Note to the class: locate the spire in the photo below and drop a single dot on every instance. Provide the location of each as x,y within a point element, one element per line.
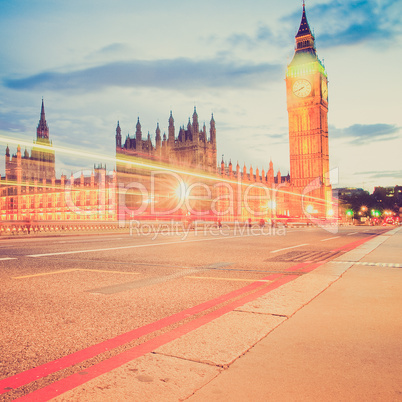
<point>304,37</point>
<point>118,135</point>
<point>212,131</point>
<point>158,138</point>
<point>171,130</point>
<point>138,134</point>
<point>42,131</point>
<point>304,28</point>
<point>195,122</point>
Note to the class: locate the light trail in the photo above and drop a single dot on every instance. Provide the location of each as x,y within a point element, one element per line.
<point>151,166</point>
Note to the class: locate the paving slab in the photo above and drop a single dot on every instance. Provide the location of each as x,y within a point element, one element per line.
<point>223,340</point>
<point>148,378</point>
<point>344,345</point>
<point>292,296</point>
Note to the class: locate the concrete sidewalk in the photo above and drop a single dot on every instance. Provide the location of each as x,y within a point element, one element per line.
<point>346,344</point>
<point>332,334</point>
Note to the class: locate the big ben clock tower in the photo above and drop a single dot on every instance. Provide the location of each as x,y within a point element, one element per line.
<point>307,104</point>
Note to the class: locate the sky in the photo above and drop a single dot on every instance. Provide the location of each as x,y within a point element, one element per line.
<point>96,62</point>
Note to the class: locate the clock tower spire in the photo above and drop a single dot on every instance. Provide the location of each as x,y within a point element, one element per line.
<point>307,104</point>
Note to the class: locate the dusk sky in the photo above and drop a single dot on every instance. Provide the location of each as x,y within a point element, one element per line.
<point>95,62</point>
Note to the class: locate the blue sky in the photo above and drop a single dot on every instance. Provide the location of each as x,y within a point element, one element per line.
<point>97,62</point>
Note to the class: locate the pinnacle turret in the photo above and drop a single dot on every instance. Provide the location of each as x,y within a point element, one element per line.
<point>42,131</point>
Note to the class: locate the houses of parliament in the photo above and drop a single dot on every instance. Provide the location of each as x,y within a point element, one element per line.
<point>145,180</point>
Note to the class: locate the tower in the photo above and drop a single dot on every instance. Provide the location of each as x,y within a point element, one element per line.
<point>42,131</point>
<point>307,104</point>
<point>118,135</point>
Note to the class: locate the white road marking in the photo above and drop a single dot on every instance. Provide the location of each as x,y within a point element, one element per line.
<point>370,264</point>
<point>331,238</point>
<point>287,248</point>
<point>136,246</point>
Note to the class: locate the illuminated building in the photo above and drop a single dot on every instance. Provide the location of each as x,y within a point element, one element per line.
<point>149,174</point>
<point>307,103</point>
<point>31,194</point>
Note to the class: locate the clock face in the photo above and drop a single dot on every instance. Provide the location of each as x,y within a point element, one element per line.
<point>324,89</point>
<point>301,88</point>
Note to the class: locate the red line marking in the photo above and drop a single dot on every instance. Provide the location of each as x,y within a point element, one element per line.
<point>75,380</point>
<point>48,368</point>
<point>44,370</point>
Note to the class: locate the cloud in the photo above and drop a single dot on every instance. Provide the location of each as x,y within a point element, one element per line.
<point>263,35</point>
<point>354,22</point>
<point>381,174</point>
<point>360,134</point>
<point>178,73</point>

◆ WORK TO COMPLETE ◆
Recast the entries above as a Markdown table with the columns Row and Line, starting with the line with "Note to the class: locate the clock tower" and going on through the line with "<point>97,62</point>". Number each line and leave out any blank lines.

◆ ANSWER TO THIS PROBLEM ◆
| Row | Line |
|---|---|
| 1 | Note to the class: locate the clock tower spire in the photo above and drop a single dot on every instance. Provide the location of each as x,y within a point element, one element per line. |
| 2 | <point>307,104</point> |
| 3 | Note to the class: locate the dusk sky in the photo above and drop a single dot on every instance. Provide the location of each as x,y within a point element, one element per line. |
| 4 | <point>95,62</point> |
| 5 | Note to the class: locate the blue sky in the photo above and drop a single dot on every instance. Provide the location of each as x,y within a point element, one element per line. |
| 6 | <point>97,62</point> |